En la Argentina, los partidarios del líder totalitario Juan D. Perón adoptaban una actitud que podía sintetizarse en la expresión: “Criminal o ladrón, queremos a Perón”. Ese “amor” por el líder provenía, no tanto por haberles dado un sentido a sus vidas, sino por haberles dado un motivo para dirigir el odio y el resentimiento social que llevaban dentro, además de haberles otorgado medios materiales de subsistencia alejados del trabajo honesto y productivo. Incluso en la actualidad, luego de haberse confirmado que el kirchnerismo no fue tanto un movimiento político como una organización delictiva, poco o nada ha variado el porcentaje de seguidores, por lo que tal movimiento posee varios atributos que lo acercan más a un totalitarismo que a un populismo, si bien no existe una línea definida entre ambos.
Cuando se habla de la dictadura de Perón, no faltan quienes rechazan tal designación por cuanto se sostiene que “fue electo por la mayoría de los votos”. Tal legitimidad de acceso al poder no se discute, lo que en realidad se discute es la legitimidad de los actos llevados a cabo desde su gobierno. También Hitler subió al poder mediante los votos mayoritarios del pueblo, si bien su régimen mostró ser totalitario y opresivo tanto para Alemania como para Europa. La citada autora escribió: “La elevación de Hitler al poder fue legal en términos de Gobierno de la mayoría. Esta fue, desde luego «la primera gran revolución de la Historia realizada mediante la aplicación del código formal legal existente en el momento de la conquista del poder» (Hans Frank)”. “Se ha señalado frecuentemente que los movimientos totalitarios usan y abusan de las libertades democráticas con el fin de abolirlas”.
Perón es admirado por su habilidad política por seguidores y opositores. En realidad fue un imitador de Hitler y de Mussolini que aseguró el subdesarrollo argentino por muchos años. No tiene mucho sentido admirar a alguien por ser eficaz en una tarea embaucadora y destructiva; más bien debemos reservar los elogios para quienes muestran habilidad en tareas constructivas. Fiel a sus colegas totalitarios, Perón favoreció el encubrimiento y huida de varios criminales de guerra nazi cobijándolos en la Argentina. Alberto Sarramone escribió: “A partir de 1946, nuevamente comienzan a llegar a la Argentina alemanes que ya no tenían lugar en Alemania. Esta vez se trataba de dirigentes nacionalsocialistas de distintas jerarquías y profesionales alemanes comprometidos con el Tercer Reich. El Gobierno de Perón los mandó a buscar, montó una organización especial para traerlos y les dio albergue en universidades, la función pública y en empresas, y se creó una organización especial para ubicar a los ahora jerarcas y burócratas nazis en Argentina. Con la caída de Perón en 1955, muchos emigraron hacia otros países…Pero además durante su Gobierno vinieron más de veinte mil alemanes, austriacos y Volksdeuchche de otros países de Europa central y oriental cantidad que incluía una proporción mayor de individuos con niveles diferentes de afinidades con el nazismo”.

Fragmento fuente
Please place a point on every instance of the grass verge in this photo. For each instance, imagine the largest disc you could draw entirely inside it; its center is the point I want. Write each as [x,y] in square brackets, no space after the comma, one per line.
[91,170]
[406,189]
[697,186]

Objetivo
En el texto mostrado, ¿desde qué año, según la cita de Alberto Sarramone, comienzan a llegar nuevamente a la Argentina alemanes que ya no tenían lugar en Alemania? Las líneas constituyen material independiente del texto mostrado.

Respuesta
Desde 1946.